Aim of the task –
Show every line of the items below that contains the string "cloud", copying each line in full.

(Position annotation items)
########
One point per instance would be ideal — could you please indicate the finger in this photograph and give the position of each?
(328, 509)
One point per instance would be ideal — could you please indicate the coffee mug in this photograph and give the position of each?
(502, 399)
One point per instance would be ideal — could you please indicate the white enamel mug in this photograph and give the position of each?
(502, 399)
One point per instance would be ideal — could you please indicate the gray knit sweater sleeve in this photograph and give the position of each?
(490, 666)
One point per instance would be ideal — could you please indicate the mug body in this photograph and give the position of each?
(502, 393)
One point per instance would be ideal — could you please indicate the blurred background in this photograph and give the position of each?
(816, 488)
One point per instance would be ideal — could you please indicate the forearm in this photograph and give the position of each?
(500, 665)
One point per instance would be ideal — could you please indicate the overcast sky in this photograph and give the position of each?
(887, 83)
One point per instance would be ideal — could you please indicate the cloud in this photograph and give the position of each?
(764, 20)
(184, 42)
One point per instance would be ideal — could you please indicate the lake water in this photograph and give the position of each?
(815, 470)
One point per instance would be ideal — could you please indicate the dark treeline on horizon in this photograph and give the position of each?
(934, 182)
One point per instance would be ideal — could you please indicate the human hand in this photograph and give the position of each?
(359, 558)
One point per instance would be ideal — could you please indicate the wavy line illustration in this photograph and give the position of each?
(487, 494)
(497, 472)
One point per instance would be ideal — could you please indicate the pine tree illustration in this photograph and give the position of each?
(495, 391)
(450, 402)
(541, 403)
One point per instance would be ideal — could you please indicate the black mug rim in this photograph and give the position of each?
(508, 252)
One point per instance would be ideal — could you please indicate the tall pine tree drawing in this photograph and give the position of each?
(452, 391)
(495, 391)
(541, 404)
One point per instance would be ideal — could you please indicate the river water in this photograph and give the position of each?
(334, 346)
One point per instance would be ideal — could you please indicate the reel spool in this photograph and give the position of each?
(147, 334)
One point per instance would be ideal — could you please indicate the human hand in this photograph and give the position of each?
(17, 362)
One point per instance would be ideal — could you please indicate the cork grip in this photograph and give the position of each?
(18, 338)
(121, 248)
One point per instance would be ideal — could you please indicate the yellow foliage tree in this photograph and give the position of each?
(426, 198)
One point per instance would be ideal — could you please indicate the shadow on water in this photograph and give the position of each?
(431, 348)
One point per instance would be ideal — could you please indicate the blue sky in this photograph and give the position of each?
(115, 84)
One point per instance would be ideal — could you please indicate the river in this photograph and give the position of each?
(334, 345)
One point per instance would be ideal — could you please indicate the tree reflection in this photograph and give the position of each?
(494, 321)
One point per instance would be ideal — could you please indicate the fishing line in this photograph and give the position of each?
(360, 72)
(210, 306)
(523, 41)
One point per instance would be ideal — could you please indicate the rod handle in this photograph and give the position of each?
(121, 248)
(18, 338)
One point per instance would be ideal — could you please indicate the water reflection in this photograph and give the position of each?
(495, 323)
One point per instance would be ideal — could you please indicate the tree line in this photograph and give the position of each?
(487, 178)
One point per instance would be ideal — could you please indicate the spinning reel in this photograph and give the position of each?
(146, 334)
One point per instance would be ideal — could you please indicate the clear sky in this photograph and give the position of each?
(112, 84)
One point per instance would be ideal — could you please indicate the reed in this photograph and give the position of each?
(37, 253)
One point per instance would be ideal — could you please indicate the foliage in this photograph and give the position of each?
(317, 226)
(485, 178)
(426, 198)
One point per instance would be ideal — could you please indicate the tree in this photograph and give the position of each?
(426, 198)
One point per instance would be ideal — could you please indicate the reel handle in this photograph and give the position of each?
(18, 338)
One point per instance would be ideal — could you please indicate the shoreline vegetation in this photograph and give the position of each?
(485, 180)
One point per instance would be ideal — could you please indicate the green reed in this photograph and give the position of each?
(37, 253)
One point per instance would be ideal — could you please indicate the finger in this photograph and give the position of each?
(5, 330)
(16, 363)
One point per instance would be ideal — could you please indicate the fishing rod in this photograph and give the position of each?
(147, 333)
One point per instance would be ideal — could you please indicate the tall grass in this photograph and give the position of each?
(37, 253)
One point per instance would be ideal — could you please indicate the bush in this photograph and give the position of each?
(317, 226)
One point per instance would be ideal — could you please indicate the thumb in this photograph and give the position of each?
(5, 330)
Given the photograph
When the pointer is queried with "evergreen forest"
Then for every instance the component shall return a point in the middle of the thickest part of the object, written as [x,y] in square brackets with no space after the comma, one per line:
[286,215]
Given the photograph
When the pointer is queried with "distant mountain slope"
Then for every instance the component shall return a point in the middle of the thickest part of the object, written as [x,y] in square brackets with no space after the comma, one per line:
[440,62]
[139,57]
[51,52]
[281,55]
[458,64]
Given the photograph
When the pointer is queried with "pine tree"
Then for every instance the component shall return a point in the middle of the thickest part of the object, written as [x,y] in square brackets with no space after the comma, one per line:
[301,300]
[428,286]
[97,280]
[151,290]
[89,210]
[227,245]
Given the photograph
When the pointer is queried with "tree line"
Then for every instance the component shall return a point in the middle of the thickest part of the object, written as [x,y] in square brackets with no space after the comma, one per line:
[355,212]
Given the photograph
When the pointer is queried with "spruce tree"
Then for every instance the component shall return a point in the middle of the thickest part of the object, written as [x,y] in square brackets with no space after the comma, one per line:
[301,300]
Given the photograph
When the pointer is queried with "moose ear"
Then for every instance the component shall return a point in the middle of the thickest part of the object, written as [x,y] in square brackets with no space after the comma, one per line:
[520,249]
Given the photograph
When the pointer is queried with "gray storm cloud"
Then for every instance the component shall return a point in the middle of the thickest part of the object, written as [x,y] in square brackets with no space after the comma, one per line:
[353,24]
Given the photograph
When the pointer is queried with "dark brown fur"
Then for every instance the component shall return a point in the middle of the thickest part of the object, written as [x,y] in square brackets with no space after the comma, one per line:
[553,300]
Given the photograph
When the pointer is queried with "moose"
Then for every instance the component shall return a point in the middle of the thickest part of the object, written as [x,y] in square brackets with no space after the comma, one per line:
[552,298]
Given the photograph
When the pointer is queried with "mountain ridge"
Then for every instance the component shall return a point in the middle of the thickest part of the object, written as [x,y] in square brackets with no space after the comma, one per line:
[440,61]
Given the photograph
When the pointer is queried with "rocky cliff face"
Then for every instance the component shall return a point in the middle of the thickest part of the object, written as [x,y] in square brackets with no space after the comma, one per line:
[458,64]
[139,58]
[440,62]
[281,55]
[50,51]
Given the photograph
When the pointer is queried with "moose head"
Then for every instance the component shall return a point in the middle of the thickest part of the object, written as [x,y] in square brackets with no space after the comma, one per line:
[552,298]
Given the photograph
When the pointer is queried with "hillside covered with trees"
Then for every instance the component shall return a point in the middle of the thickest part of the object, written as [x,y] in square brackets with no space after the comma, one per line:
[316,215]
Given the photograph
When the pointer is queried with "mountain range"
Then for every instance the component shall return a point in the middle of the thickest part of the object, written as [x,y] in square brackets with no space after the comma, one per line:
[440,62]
########
Solution –
One point per instance would be ideal — could you please indicate the cloud in this photograph and give the position of each?
When the pointer is queried with "gray storm cloud"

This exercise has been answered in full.